Rewrite all the records below, changing each "Query" to "Target" and leaving everything else unchanged.
※
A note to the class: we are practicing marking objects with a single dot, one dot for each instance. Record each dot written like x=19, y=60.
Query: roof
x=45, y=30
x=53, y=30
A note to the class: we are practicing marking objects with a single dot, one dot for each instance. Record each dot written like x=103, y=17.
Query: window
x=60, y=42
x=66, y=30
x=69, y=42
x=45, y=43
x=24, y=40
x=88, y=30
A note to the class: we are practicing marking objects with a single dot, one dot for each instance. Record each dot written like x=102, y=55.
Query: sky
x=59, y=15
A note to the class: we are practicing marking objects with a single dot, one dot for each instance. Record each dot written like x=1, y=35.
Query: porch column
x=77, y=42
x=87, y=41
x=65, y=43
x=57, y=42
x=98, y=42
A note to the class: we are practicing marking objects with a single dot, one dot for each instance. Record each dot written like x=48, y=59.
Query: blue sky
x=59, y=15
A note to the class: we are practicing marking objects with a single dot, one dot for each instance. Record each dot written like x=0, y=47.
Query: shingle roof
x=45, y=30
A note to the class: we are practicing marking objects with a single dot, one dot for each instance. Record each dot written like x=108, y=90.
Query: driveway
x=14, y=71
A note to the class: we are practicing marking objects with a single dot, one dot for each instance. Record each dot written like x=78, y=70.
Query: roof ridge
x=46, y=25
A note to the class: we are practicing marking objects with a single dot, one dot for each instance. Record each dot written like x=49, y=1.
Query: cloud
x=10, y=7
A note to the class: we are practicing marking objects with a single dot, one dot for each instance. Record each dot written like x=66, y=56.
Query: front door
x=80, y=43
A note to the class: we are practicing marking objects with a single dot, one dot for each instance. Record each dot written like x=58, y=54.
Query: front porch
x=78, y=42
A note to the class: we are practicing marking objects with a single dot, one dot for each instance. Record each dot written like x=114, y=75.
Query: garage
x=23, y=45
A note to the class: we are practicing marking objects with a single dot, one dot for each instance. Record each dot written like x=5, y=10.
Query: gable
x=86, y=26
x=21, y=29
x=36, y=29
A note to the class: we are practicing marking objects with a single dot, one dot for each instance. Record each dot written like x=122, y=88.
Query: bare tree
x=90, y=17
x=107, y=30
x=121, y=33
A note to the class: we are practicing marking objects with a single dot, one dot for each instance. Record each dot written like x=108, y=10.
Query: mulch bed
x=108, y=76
※
Solution to this exercise →
A note to the class: we are practicing marking objects with a single dot, one dot for each instance. Record each dot written like x=19, y=60.
Target: roof
x=45, y=30
x=53, y=30
A note to the class: we are practicing marking objects with a single dot, one dot for each instance. Record each dot written like x=103, y=17.
Target: window
x=60, y=42
x=66, y=30
x=69, y=42
x=45, y=43
x=24, y=40
x=88, y=30
A note to the class: we are practicing marking objects with a single dot, one dot for each instance. Record each dot written like x=102, y=55.
Target: sky
x=59, y=15
A note to the class: we are practicing marking objects with a single dot, one dot for each instance. Record each dot written like x=1, y=35.
Target: porch column
x=77, y=42
x=87, y=41
x=65, y=43
x=57, y=42
x=98, y=42
A note to the class: we are practicing marking objects with a single dot, one dot for each instance. Record each dot written like x=48, y=59.
Target: blue sky
x=59, y=15
A note to the class: we are practicing marking objects with a single dot, one dot for each instance. Record each dot written like x=0, y=47.
Target: shingle roof
x=45, y=30
A note to the class: we are practicing marking objects with a single dot, one dot for each instance. Record each dot written like x=108, y=90.
Target: driveway
x=14, y=71
A note to the class: we are practicing marking objects with a single dot, one dot for each instance. Record each dot written like x=78, y=70.
Target: roof ridge
x=46, y=25
A note to the class: we are practicing marking objects with a single dot, one dot for each instance. Record each dot written like x=49, y=1.
Target: cloud
x=10, y=7
A note to the class: we are practicing marking objects with a single dot, one dot for each instance. Record each dot written like x=66, y=56.
Target: front door
x=80, y=43
A note to the class: we are practicing marking objects with a single dot, one dot for each instance. Record each dot written like x=58, y=54.
Target: front porch
x=78, y=42
A note to the class: we are practicing marking objects with a single dot, one dot for each instance. Record each dot written like x=114, y=75.
Target: garage
x=23, y=45
A note to the class: we are practicing marking objects with a single dot, one dot for each instance. Record each dot written like x=5, y=10.
Target: gable
x=86, y=26
x=21, y=29
x=36, y=29
A note to the class: we are practicing marking objects with a single dot, one dot for each instance. Record each dot written like x=122, y=88.
Target: bare tree
x=90, y=17
x=107, y=30
x=121, y=33
A note to the class: we are practicing marking objects with a single dot, one dot for each instance. Record each dot written like x=108, y=10.
Target: mulch bed
x=108, y=76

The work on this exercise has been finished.